### QUESTÕES DE ESTUDO
(1) Extraia do texto sobre Devassos no Paraíso, sem nenhuma alteração, o trecho que se inicia nas palavras que contêm "até as explicações" e se encerra em "sempre assumido.".
(2) Dê continuidade ao texto sobre Devassos no Paraíso, começando logo depois da última frase apresentada.

### TEXTO DA PÁGINA

#####

Ilustração de Rubens Shirassu Júnior
Como o maior estudo
sobre a homossexualidade no Brasil, as críticas a Devassos no Paraíso partiam das definições em rótulos como “livro
militante” e “pornografia excedida” para segregá-lo numa espécie de gueto encoberto
pela falsa moral, pela culpa, pelo maniqueísmo religioso e pela vida sexual
subterrânea da maioria dos brasileiros. Logo na primeira parte, João Silvério
Trevisan mostra um pouco das históricas teorias científicas, desde o “gene gay”
até as explicações químicas e biológicas ofertadas pela ciência a partir de
1990. Mesmo assim, vale salientar - como fez questão de pontuar - que não tem
objetivo de discutir as causas da homossexualidade, mas tê-la como fato
consumado para abranger as situações decorrentes. Destacam-se os capítulos que
debruçam sobre a cultura homossexual no Brasil, país descrito como enrustido
por natureza e, ao mesmo tempo, que passa para os estrangeiros a impressão de
ter a sexualidade tão à flor da pele. O autor defende com unhas e dentes suas
teorias - sustentadas com impecável embasamento histórico e referências que
passam por nomes como Abelardo Romero, Sir
Roger Casement e Pierre Verger - de
que essa devassidão brasileira ajudou a formar os falsos estereótipos de que somos
um povo muito moderno e liberal, mas, no fundo, dominado pelo moralismo nem
sempre assumido.

#####

[Itens armazenados de uma coleção]
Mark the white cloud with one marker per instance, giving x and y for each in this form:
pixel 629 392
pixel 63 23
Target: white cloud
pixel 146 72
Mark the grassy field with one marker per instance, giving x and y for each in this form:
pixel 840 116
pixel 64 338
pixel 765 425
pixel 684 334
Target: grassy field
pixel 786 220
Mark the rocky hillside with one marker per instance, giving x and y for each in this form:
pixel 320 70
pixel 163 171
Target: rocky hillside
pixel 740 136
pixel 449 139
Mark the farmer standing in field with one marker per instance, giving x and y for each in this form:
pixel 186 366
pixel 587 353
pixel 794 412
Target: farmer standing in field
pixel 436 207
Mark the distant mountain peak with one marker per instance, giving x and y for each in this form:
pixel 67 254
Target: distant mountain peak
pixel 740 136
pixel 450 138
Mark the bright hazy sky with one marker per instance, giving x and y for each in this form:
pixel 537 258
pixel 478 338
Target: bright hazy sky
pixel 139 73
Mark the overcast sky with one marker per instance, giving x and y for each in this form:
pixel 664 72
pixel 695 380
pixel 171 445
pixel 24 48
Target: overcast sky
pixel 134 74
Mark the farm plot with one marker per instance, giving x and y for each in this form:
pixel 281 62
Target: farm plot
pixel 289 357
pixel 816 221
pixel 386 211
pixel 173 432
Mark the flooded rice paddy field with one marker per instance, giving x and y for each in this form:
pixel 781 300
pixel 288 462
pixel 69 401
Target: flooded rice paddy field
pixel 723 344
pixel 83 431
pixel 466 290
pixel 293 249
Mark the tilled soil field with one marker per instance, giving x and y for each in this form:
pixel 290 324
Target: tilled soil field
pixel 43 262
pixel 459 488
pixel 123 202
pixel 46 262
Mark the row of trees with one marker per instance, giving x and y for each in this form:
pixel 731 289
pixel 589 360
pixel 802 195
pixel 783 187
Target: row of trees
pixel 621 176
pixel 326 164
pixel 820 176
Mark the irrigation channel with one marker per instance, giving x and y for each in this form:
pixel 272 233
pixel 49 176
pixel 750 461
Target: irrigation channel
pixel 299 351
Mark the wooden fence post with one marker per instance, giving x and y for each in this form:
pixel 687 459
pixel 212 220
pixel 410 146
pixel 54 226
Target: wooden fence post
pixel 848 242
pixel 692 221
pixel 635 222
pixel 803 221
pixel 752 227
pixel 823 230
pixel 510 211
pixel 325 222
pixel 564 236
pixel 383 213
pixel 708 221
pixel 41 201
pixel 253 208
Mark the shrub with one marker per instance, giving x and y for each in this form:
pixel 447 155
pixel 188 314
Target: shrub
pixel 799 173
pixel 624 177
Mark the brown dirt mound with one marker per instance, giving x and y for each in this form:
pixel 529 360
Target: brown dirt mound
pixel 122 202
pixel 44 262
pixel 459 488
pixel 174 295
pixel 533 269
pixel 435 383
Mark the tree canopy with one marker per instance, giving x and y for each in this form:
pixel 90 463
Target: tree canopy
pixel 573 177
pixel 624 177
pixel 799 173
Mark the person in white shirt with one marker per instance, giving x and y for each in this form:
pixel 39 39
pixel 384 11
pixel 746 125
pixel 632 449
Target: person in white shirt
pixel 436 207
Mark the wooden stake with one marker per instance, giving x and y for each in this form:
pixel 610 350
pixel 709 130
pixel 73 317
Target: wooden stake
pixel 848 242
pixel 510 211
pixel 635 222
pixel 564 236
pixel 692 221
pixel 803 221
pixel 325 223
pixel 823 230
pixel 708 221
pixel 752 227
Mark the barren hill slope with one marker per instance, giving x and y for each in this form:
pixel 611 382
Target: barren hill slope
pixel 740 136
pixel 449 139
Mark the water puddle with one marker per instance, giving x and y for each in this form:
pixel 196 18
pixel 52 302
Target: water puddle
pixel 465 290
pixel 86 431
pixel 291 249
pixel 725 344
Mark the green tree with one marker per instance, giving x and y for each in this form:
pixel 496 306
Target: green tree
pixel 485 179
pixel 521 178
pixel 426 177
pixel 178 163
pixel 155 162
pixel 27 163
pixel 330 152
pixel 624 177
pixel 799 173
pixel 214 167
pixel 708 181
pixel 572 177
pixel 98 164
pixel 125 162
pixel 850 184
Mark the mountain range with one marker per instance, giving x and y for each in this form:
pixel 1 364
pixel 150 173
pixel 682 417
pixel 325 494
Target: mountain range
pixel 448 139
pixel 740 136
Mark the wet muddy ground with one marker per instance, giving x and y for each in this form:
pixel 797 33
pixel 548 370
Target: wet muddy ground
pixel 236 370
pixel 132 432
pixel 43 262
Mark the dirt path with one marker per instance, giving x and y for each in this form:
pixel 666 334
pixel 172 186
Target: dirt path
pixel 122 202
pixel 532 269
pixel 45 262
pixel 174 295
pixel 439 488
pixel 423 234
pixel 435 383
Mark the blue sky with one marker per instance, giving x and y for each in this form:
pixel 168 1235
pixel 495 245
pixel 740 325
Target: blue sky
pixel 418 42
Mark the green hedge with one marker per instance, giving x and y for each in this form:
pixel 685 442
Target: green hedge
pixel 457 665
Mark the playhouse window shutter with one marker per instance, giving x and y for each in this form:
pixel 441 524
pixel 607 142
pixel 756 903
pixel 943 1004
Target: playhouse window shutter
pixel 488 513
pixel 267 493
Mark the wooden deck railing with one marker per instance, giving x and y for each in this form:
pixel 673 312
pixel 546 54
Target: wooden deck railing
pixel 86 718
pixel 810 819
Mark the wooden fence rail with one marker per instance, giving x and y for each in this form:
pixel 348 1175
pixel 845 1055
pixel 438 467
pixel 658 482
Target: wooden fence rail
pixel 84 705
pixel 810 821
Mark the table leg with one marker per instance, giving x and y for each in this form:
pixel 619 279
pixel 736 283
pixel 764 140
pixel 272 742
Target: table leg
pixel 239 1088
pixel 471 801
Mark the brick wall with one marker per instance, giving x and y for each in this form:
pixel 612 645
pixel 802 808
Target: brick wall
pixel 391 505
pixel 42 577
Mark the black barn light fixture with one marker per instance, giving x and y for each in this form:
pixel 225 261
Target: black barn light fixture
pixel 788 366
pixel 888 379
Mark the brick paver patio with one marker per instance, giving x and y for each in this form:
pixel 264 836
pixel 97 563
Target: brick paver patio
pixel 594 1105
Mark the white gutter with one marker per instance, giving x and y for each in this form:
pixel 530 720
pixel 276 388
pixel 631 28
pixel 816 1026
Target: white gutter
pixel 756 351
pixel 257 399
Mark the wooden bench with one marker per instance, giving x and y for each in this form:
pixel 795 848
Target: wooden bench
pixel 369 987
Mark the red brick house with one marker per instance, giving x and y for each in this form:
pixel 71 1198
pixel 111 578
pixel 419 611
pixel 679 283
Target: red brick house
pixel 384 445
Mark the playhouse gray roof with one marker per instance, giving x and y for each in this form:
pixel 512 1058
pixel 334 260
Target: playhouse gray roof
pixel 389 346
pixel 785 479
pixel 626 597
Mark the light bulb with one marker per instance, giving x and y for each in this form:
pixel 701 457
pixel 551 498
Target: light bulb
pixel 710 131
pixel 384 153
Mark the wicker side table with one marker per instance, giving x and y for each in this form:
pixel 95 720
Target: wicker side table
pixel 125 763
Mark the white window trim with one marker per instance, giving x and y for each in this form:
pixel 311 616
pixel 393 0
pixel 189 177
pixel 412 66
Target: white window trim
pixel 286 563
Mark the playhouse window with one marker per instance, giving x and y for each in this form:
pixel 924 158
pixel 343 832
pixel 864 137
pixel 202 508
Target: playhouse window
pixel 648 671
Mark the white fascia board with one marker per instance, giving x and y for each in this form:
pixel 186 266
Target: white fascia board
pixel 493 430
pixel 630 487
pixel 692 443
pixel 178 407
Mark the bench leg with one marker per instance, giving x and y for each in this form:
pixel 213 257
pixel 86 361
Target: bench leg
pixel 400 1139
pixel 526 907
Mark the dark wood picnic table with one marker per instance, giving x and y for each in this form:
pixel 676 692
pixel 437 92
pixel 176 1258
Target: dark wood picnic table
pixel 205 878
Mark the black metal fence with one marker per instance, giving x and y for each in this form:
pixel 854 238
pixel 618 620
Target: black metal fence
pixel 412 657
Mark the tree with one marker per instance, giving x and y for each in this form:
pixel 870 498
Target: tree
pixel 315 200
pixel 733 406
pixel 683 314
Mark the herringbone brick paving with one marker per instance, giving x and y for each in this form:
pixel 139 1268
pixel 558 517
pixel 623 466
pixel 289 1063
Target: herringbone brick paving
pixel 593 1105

#####

### RESPOSTAS POR ITEM
(1)
até as explicações químicas e biológicas ofertadas pela ciência a partir de
1990. Mesmo assim, vale salientar - como fez questão de pontuar - que não tem
objetivo de discutir as causas da homossexualidade, mas tê-la como fato
consumado para abranger as situações decorrentes. Destacam-se os capítulos que
debruçam sobre a cultura homossexual no Brasil, país descrito como enrustido
por natureza e, ao mesmo tempo, que passa para os estrangeiros a impressão de
ter a sexualidade tão à flor da pele. O autor defende com unhas e dentes suas
teorias - sustentadas com impecável embasamento histórico e referências que
passam por nomes como Abelardo Romero, Sir
Roger Casement e Pierre Verger - de
que essa devassidão brasileira ajudou a formar os falsos estereótipos de que somos
um povo muito moderno e liberal, mas, no fundo, dominado pelo moralismo nem
sempre assumido.

(2)
“Mesmo quando
existencialmente viscerais, os relatos masculinos resumiam-se, com algumas
exceções, em choques, dilaceramentos e até violência. Neles, a relação amorosa
quase sempre submergia ao impacto sexual de conotações culpadas”, argumenta o
escritor. A influência (e perseguição) religiosa é discutida em um bloco
inteiro de capítulos, tanto sobre a Inquisição quanto pelo cristianismo na
época da escravidão, passando pelos contrastes entre um deus hedonista e um
deus punitivo. Já no bloco seguinte, com o pulo para o século 20, descobrimos o
chocante histórico da homofobia no país, quando as elites intelectual e
política (inclusive os partidos de esquerda) viraram as costas para as pautas
LGBT; o modelo de família tradicional foi construído pela moral e pelos bons
costumes; e a classe médica, sobretudo os psiquiatras, definiram o termo
homossexualismo para associar o comportamento LGBT como uma patologia a ser combatida.
A figura do
homossexual no teatro também evoluiu a partir daquela década, deixando de lado
os clichês exibidos nas peças de Plínio Marcos e Nelson Rodrigues, para mostrar
toda sua normalidade e, por mais perturbador que fosse, sua humanidade. Nos
palcos dos teatros a aids foi abordada quando estourou nos anos 80. Trevisan
produziu uma verdadeira enciclopédia da homossexualidade retratada no cinema,
teatro e literatura, ano após ano. Na música, o objeto de estudo é a geração
transgressora de Renato Russo, Cazuza e Cássia Eller, e de como suas
experiências atrevidas, radicais e, por vezes, autodestrutivas, marcaram uma
era.
Vale ressaltar, a
quarta edição de Devassos no Paraíso,
além de revista e atualizada, ganhou novos (e necessários) blocos, com temas
que vão da bancada evangélica e seus representantes - Jair Bolsonaro, Silas
Malafaia, Edir Macedo - com o retrocesso que trouxeram, e continuam trazendo,
para a pauta LGBT. No que diz respeito à política, ele aborda as alianças que a
própria esquerda faz e que ferem os direitos civis de gays, lésbicas, travestis
e transexuais. Os ataques e censuras à exposição Queermuseu entram na dissertação, assim como a onda de ódio que
matou Marielle Franco e a evolução das novas identidades de gênero em nomes
intelectuais que conquistam seu espaço, como a acadêmica Amara Moira e a
psicanalista Letícia Lanz. Este livro nunca foi tão fundamental e veio na hora
certa, quando os Direitos Humanos estão ainda mais ameaçados e a perspectiva para
o futuro neste final e começo de ano não são animadoras.